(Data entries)
● ● ● ● ●

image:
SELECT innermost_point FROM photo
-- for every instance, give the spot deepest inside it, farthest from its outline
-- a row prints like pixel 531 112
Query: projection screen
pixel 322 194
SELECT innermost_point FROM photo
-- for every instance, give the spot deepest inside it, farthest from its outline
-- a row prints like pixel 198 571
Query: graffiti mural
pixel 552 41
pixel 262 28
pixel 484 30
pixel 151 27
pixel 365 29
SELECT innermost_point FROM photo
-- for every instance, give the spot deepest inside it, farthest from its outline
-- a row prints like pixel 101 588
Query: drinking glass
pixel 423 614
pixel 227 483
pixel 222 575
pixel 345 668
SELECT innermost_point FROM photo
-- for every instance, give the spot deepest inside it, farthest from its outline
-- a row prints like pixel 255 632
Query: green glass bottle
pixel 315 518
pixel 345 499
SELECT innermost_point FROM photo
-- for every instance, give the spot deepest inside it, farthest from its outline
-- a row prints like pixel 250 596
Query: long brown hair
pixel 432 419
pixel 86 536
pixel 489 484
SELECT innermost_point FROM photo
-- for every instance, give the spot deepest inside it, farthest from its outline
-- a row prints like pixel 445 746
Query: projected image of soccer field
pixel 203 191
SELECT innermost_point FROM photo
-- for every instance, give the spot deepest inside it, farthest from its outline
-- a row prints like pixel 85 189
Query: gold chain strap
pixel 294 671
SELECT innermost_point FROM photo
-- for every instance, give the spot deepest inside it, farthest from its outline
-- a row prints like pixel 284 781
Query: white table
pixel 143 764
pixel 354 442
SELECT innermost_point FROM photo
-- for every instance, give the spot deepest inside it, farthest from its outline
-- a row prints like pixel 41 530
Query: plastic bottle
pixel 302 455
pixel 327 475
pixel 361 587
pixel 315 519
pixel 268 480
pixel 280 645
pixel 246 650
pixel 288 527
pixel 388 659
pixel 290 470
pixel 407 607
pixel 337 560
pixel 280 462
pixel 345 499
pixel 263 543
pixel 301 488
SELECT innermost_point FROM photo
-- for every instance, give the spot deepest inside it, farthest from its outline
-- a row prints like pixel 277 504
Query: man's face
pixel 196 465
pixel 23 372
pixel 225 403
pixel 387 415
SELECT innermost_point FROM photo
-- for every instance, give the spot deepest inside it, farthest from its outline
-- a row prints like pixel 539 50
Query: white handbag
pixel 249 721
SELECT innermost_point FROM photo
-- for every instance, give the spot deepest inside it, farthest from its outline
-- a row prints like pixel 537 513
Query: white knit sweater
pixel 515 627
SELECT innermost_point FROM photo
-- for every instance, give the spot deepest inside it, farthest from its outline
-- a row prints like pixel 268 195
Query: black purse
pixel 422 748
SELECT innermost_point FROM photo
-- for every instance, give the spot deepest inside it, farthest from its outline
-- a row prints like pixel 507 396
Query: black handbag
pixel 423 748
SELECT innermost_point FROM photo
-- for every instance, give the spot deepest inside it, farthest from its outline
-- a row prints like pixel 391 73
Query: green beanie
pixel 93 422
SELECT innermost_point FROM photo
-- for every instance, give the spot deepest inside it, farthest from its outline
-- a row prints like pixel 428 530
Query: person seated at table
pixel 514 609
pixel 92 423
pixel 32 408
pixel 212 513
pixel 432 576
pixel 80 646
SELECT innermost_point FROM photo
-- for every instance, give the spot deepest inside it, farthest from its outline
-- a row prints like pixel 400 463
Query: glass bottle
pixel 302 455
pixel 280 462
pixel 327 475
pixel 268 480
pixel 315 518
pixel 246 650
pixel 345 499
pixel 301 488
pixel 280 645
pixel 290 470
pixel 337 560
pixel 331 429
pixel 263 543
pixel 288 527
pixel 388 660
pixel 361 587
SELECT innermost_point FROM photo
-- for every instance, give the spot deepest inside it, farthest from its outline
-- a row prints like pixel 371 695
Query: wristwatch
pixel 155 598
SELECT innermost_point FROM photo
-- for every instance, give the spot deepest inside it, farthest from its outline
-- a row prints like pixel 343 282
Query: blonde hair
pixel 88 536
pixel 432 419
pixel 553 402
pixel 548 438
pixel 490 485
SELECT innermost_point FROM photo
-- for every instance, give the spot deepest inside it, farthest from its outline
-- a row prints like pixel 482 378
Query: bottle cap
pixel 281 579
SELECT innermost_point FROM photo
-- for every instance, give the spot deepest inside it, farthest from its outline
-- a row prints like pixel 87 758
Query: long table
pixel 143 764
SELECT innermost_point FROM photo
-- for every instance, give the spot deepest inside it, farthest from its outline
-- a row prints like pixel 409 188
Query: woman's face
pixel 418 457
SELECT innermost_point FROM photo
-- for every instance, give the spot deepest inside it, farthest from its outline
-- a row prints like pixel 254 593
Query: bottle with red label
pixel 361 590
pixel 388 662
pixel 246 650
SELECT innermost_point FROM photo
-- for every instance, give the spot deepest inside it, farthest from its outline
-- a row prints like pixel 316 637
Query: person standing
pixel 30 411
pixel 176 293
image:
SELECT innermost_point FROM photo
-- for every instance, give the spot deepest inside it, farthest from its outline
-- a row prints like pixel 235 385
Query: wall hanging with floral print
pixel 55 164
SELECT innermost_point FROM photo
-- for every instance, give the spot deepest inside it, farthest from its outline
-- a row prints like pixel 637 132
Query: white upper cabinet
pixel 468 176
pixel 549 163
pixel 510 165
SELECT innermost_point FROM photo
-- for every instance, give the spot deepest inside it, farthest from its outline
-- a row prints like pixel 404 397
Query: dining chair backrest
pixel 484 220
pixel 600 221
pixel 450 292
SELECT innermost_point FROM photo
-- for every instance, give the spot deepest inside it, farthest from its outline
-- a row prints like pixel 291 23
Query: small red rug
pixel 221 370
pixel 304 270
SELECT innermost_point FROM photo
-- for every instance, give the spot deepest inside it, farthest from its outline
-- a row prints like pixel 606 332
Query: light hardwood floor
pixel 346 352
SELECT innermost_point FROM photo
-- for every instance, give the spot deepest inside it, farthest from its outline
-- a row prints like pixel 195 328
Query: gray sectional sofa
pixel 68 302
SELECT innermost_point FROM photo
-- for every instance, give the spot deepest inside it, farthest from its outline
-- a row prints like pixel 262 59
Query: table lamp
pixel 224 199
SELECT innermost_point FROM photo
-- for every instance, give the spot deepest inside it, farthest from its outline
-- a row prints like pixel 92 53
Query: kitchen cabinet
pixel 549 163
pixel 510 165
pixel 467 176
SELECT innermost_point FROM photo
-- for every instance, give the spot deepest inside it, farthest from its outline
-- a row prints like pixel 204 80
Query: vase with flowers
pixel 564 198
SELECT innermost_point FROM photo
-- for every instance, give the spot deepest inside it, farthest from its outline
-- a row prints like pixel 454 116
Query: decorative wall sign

● ● ● ● ●

> _Task requirements_
Extract each entry in full and write it down exactly.

> _Finished task_
image:
SELECT innermost_point FROM photo
-- for every instance, give the spot deepest inside it, farthest from its outline
-- a row prints like pixel 531 112
Query: projection screen
pixel 322 194
SELECT innermost_point FROM photo
-- for every instance, give the spot deepest inside it, farthest from its outline
-- a row prints like pixel 198 571
Query: graffiti mural
pixel 552 41
pixel 262 28
pixel 484 30
pixel 151 27
pixel 365 29
SELECT innermost_point FROM photo
-- for every instance, give the spot deepest inside it, farthest from its outline
-- a row prints like pixel 101 588
Query: drinking glass
pixel 423 614
pixel 227 483
pixel 222 575
pixel 345 668
SELECT innermost_point FROM photo
-- for every instance, give the spot deepest inside it, farthest from its outline
-- a row prints like pixel 255 632
Query: green glass bottle
pixel 315 518
pixel 345 499
SELECT innermost_point FROM photo
-- for every instance, give the spot deepest inside it, farthest from its outline
-- a row prints like pixel 250 596
Query: long brown hair
pixel 432 419
pixel 86 536
pixel 489 484
SELECT innermost_point FROM photo
-- for every instance, give the spot deepest inside it, farthest from its outline
-- a row prints like pixel 445 746
Query: projected image of soccer field
pixel 203 191
SELECT innermost_point FROM photo
-- for every instance, give the spot deepest inside it, farthest from its outline
-- a row prints like pixel 85 189
Query: gold chain strap
pixel 294 671
SELECT innermost_point FROM photo
-- for every instance, give the spot deepest inside it, farthest from its outline
-- a row prints like pixel 284 781
Query: white table
pixel 143 764
pixel 354 442
SELECT innermost_point FROM photo
-- for every instance, give the spot deepest inside it, farthest from its outline
-- a row prints like pixel 41 530
Query: plastic bottle
pixel 302 455
pixel 327 475
pixel 361 587
pixel 315 519
pixel 268 480
pixel 280 645
pixel 246 650
pixel 288 527
pixel 388 659
pixel 290 470
pixel 407 607
pixel 337 560
pixel 280 462
pixel 345 499
pixel 263 543
pixel 301 488
SELECT innermost_point FROM photo
-- for every instance, give the spot deepest inside it, farthest from its outline
-- a row prints like pixel 277 504
Query: man's face
pixel 196 465
pixel 23 372
pixel 225 403
pixel 387 415
SELECT innermost_point FROM photo
-- for every instance, give the spot deepest inside it, farthest from its outline
-- a row prints like pixel 539 50
Query: white handbag
pixel 249 721
SELECT innermost_point FROM photo
-- for every instance, give the spot deepest inside it, farthest from its outline
-- a row prints like pixel 537 513
Query: white knit sweater
pixel 515 627
SELECT innermost_point FROM photo
-- for every instance, give the spot deepest inside it, farthest from its outline
-- a row prints like pixel 268 195
Query: black purse
pixel 422 748
SELECT innermost_point FROM photo
-- for every instance, give the spot deepest inside it, farthest from its outline
-- a row prints like pixel 507 396
Query: black handbag
pixel 423 748
SELECT innermost_point FROM photo
-- for every instance, give the spot deepest inside it, farthest from its outline
-- a row prints like pixel 391 73
Query: green beanie
pixel 93 422
SELECT innermost_point FROM photo
-- for every instance, give the spot deepest inside it, farthest from its outline
-- a row prints like pixel 428 530
Query: person seated at table
pixel 514 609
pixel 92 423
pixel 32 408
pixel 212 513
pixel 432 576
pixel 80 646
SELECT innermost_point FROM photo
-- for every instance, give the spot deepest inside it, farthest from its outline
-- a row prints like pixel 400 463
Query: glass bottle
pixel 302 455
pixel 280 462
pixel 327 475
pixel 268 480
pixel 315 518
pixel 246 650
pixel 345 499
pixel 301 488
pixel 280 645
pixel 290 470
pixel 337 560
pixel 331 429
pixel 263 543
pixel 288 527
pixel 388 660
pixel 361 587
SELECT innermost_point FROM photo
-- for every instance, give the spot deepest inside it, farthest from its outline
-- a row prints like pixel 371 695
Query: wristwatch
pixel 155 598
SELECT innermost_point FROM photo
-- for every instance, give the spot deepest inside it, farthest from its outline
-- a row prints like pixel 343 282
Query: blonde hair
pixel 88 536
pixel 432 419
pixel 553 402
pixel 548 438
pixel 490 485
SELECT innermost_point FROM photo
-- for every instance, give the spot deepest inside it, farthest from its outline
-- a row prints like pixel 482 378
Query: bottle cap
pixel 281 579
SELECT innermost_point FROM photo
-- for every instance, give the spot deepest inside it, farthest from its outline
-- a row prints like pixel 87 758
Query: long table
pixel 143 764
SELECT innermost_point FROM photo
-- for every instance, give the spot deepest inside it, farthest from its outline
-- a row prints like pixel 409 188
Query: woman's face
pixel 418 457
SELECT innermost_point FROM photo
-- for every instance, give the spot deepest inside it, farthest from its outline
-- a row prints like pixel 254 593
Query: bottle with red label
pixel 361 590
pixel 388 662
pixel 246 650
SELECT innermost_point FROM photo
-- for every instance, give the spot deepest inside it, farthest from its outline
-- a row prints like pixel 316 637
Query: person standing
pixel 30 411
pixel 176 293
image:
SELECT innermost_point FROM photo
-- for every instance, give the spot deepest inside it, farthest from its outline
-- a row prints like pixel 235 385
Query: wall hanging with floral print
pixel 55 164
SELECT innermost_point FROM photo
-- for every instance, give the spot deepest inside it, farthest from its outline
-- a row prints like pixel 637 132
Query: white upper cabinet
pixel 468 176
pixel 549 163
pixel 510 165
SELECT innermost_point FROM photo
-- for every instance, give the spot deepest inside it, farthest from its outline
-- a row prints like pixel 404 397
Query: dining chair backrest
pixel 484 220
pixel 600 221
pixel 450 292
SELECT innermost_point FROM photo
-- for every instance, give the spot deepest inside it, farthest from its outline
-- a row prints like pixel 291 23
Query: small red rug
pixel 221 370
pixel 304 270
SELECT innermost_point FROM photo
-- for every instance, give the spot deepest inside it, farthest from its outline
-- a row prints like pixel 606 332
Query: light hardwood floor
pixel 346 352
SELECT innermost_point FROM photo
-- for every instance, give the spot deepest inside it, farthest from its outline
-- a row prints like pixel 195 328
Query: gray sectional sofa
pixel 68 302
SELECT innermost_point FROM photo
-- for every instance, give the spot deepest inside it, farthest from its outline
-- a row prints like pixel 262 59
Query: table lamp
pixel 224 199
SELECT innermost_point FROM photo
-- for every instance, give the spot deepest inside it, farthest from its outline
-- a row prints like pixel 92 53
Query: kitchen cabinet
pixel 549 163
pixel 510 165
pixel 467 176
SELECT innermost_point FROM photo
-- for every instance, give the spot deepest inside it, farthest from its outline
-- a row prints like pixel 204 80
Query: vase with flowers
pixel 564 198
SELECT innermost_point FROM photo
-- for every instance, give the spot deepest inside it, farthest from its outline
-- a row prints like pixel 454 116
Query: decorative wall sign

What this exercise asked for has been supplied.